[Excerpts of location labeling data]
= = = = = = =

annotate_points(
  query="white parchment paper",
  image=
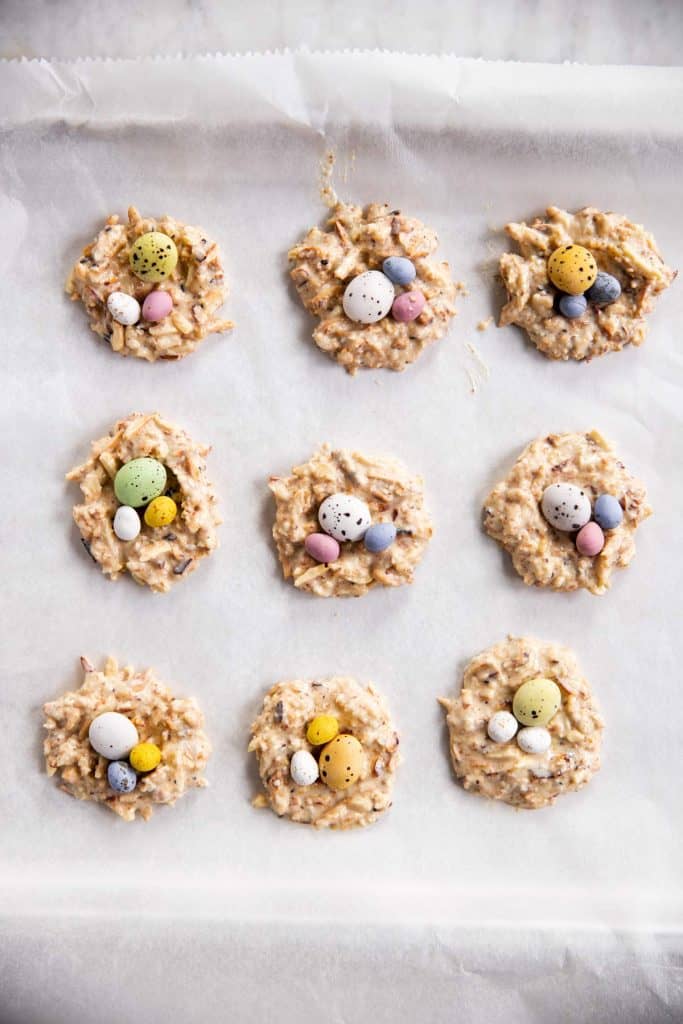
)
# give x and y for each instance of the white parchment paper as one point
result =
(447, 885)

= = = = = = =

#### Goal of the exercise:
Write out the rows above word for word, but leave out the pictures.

#### Worked answer:
annotate_points(
  query="white parchment paper",
  image=
)
# give x and y for each instance of the white parchment paper as one point
result =
(447, 885)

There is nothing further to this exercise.